> _EXERCISE DESCRIPTION_
Reproduce the passage of the advice column below that lies between "DEAR AMY: My" and "called you fat.", inclusive.

> _TEXT SEGMENT_
DEAR AMY: My boyfriend and I have excellent customer service skills. Our customers appreciate the way we handle things — and yet we don’t know how to communicate with each other.
I try not to be rude when I express opinions, suggestions and advice, and I don’t think I am inconsiderate. In my head, for instance, if I tell you that you’re overweight, that doesn’t mean that I called you fat.
I am a very good writer; yet when I have to tell my guy to pick up after himself, “slob” and “lazy” are my choice words. But if I choose different terms, he’ll say, “So you’re calling me a slob, right?” and I admit to it. So I can’t win.
He has a beautiful smile, but needs to take better care of his teeth. If I suggest that, I am a nag, or I am offensive. If asked for my honest opinion, I give it. That’s just me!
We are crazy about each other, but we fight all the time, and I am exhausted, saddened and discouraged.
I don’t know if this is a textbook case of needing a counselor or some communication boot camp. I’m taking the first step by writing to you. What’s next? -- Communication Challenged
DEAR CHALLENGED: Here’s a news flash: When you tell someone he is overweight, he hears “You’re fat.” Why? Because that’s what you’re doing. When you tell someone to pick up after himself, he hears you calling him a slob, because this is one of your go-to put-downs. And saying, “You have a great smile but need to take better care of your teeth,” is just an insult wrapped in condescension.

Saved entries
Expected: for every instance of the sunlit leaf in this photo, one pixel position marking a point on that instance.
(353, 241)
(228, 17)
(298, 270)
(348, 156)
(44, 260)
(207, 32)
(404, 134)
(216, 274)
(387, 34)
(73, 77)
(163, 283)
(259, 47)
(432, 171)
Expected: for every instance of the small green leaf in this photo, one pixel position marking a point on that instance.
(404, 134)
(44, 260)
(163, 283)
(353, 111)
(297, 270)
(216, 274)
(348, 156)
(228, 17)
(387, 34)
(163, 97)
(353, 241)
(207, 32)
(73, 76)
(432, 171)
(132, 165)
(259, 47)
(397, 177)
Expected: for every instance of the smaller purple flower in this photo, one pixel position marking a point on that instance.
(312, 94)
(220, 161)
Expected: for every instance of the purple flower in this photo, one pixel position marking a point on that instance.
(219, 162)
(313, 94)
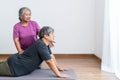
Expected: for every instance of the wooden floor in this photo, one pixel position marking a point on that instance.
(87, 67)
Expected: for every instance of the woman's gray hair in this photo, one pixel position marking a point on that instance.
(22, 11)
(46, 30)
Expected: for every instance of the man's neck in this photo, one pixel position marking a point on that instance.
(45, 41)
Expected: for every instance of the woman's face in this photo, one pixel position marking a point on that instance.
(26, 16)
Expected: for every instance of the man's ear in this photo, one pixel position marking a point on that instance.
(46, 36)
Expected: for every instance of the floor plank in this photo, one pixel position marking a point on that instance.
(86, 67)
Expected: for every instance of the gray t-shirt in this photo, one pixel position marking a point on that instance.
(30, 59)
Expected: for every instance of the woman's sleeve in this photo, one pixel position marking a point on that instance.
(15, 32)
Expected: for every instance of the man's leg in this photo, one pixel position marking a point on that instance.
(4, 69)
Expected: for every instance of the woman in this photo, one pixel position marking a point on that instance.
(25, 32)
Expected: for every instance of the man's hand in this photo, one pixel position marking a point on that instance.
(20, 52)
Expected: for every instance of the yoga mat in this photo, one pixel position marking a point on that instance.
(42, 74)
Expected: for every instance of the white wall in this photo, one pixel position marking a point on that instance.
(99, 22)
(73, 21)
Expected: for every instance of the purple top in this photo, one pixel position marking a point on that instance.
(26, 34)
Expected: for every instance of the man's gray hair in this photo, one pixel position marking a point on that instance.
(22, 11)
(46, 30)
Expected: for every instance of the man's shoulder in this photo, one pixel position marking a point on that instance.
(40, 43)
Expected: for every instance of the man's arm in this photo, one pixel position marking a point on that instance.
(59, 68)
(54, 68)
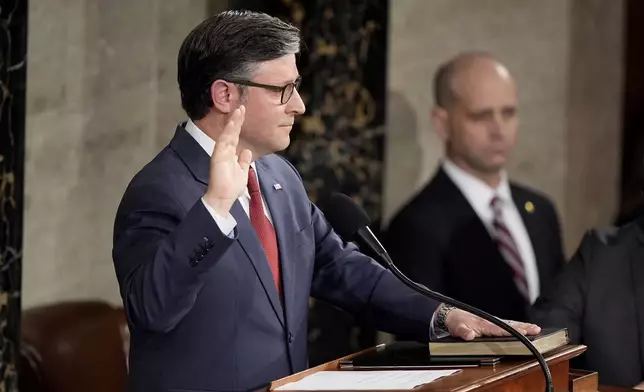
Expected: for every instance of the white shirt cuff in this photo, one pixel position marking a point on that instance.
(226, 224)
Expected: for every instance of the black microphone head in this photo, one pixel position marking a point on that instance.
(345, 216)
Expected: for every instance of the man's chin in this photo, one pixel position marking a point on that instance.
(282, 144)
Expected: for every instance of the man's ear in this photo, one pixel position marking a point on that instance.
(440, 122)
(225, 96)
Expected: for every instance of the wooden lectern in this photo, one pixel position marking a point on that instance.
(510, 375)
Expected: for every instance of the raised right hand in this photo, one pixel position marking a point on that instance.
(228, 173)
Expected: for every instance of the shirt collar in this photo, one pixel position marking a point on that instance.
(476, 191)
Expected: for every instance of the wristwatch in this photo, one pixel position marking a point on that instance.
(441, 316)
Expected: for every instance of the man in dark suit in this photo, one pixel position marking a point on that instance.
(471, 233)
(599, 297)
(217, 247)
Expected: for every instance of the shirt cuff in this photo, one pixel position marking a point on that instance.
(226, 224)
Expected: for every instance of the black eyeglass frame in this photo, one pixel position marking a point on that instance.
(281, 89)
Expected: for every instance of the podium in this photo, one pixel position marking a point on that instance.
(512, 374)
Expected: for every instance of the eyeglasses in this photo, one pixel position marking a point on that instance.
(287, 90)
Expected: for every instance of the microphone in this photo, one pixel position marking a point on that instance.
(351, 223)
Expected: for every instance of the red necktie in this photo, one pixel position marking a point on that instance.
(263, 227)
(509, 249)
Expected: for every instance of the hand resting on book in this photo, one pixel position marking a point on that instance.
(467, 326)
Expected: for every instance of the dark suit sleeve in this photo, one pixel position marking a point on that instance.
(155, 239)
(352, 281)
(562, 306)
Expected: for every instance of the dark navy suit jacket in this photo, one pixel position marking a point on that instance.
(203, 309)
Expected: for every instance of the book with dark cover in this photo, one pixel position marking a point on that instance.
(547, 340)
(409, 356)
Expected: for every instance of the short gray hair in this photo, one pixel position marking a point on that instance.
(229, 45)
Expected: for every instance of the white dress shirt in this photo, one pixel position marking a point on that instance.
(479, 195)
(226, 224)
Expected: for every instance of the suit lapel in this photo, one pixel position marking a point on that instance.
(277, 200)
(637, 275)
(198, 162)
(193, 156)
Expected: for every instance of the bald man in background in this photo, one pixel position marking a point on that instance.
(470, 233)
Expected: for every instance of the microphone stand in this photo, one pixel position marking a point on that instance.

> _ANSWER FOR THE TASK_
DEAR AMY: My boyfriend and I have excellent customer service skills. Our customers appreciate the way we handle things — and yet we don’t know how to communicate with each other.
I try not to be rude when I express opinions, suggestions and advice, and I don’t think I am inconsiderate. In my head, for instance, if I tell you that you’re overweight, that doesn’t mean that I called you fat.